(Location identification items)
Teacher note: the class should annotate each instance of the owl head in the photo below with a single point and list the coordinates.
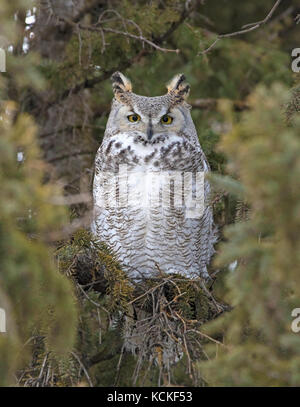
(150, 117)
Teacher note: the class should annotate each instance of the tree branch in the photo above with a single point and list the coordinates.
(245, 29)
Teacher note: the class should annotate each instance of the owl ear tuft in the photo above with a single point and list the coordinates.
(121, 85)
(179, 87)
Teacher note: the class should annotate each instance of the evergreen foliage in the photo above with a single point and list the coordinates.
(69, 305)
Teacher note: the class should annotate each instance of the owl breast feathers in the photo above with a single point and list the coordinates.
(151, 200)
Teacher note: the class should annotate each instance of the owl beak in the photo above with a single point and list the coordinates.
(149, 131)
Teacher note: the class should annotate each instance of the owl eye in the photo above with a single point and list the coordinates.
(166, 119)
(133, 118)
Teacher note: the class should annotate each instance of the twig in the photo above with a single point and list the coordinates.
(83, 368)
(245, 29)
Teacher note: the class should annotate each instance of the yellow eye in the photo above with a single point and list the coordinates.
(166, 119)
(133, 118)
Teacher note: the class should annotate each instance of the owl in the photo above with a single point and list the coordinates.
(149, 144)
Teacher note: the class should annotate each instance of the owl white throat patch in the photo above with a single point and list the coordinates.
(151, 196)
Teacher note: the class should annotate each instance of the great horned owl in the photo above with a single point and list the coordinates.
(152, 135)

- DIRECTION
Copy every entry above word for word, leaving out the pictures.

- COMPLETE OUTPUT
Teacher note: the class should annotate each instance of the owl head in the photo below with a single point and list the coordinates.
(150, 117)
Teacher note: the class should annotate each instance of the tree branch in the photo above with a single point and list the coordinates.
(245, 29)
Teacher note: the class should annotate each instance of the owl ear tuft in the photo above with a single point and list the coordinates.
(121, 85)
(179, 87)
Teacher note: the class should annotate each instance of the evergreen foliage in the photo above with a single point and list the coordinates.
(69, 305)
Teacher note: the class should annotate each instance of the owl breast feathers in the photo above with a single point and list the coordinates.
(151, 200)
Teacher note: the class should annotate each instance of the owl beak in the photo above with a single point and list the coordinates.
(149, 131)
Teacher note: the class should annotate each instance of the owl eye in the photo above with a single point and list the coordinates.
(166, 119)
(133, 118)
Teacher note: the class should annotate each instance of the twig in the photo above with a single point and list the coordinates.
(83, 368)
(245, 29)
Teacher note: the class should annotate each instance of the yellow eye in the photo above with a single point and list the coordinates.
(166, 119)
(133, 118)
Teacher note: the class should annotate each instance of the owl in the photo above with a single point and list the coordinates.
(149, 144)
Teacher note: the class should annotate each instance of the owl white throat patch in the photo above with a single point and list the coordinates.
(151, 196)
Teacher note: the class should annotate each instance of the great horned owl in the photo above with a single point and list the coordinates.
(152, 135)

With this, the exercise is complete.